- [Task instructions]:
Return each line of the listing below word for word, but leave out any picture.
# # #
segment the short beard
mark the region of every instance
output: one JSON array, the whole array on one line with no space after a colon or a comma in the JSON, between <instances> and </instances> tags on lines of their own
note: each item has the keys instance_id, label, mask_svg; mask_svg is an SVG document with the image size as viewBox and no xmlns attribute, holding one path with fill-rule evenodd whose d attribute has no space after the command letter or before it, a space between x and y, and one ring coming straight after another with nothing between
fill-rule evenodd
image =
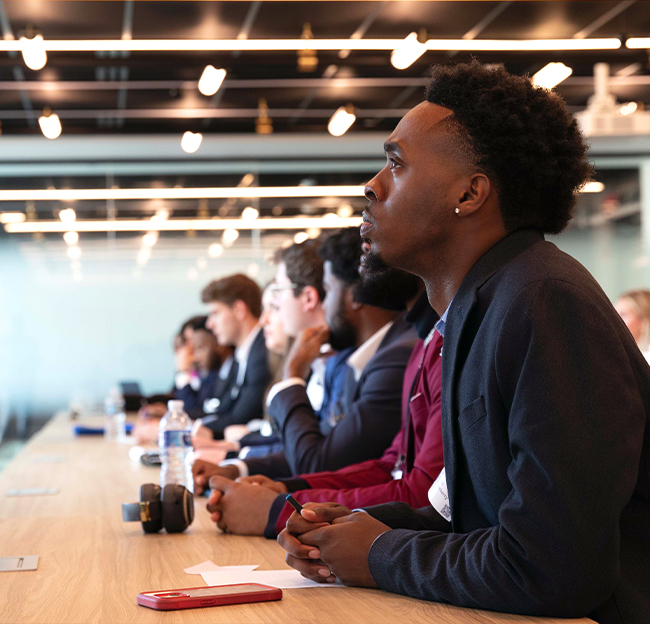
# # #
- [Response to this exercise]:
segment the short beard
mark the region of every instance
output: one JSON array, the whole array on one line with no space after a colon or a comma in the JSON, between <instances> and </instances> tags on lines of their own
note: each item has the keys instance_id, label, mask_svg; mask_svg is an SVG document with the image size as viewBox and no xmlns attribute, holding one path with fill-rule evenodd whose d attribute has no space after the command letter or before it, a space between x and y, and one ring coming straight after another with nothing between
fill-rule evenodd
image =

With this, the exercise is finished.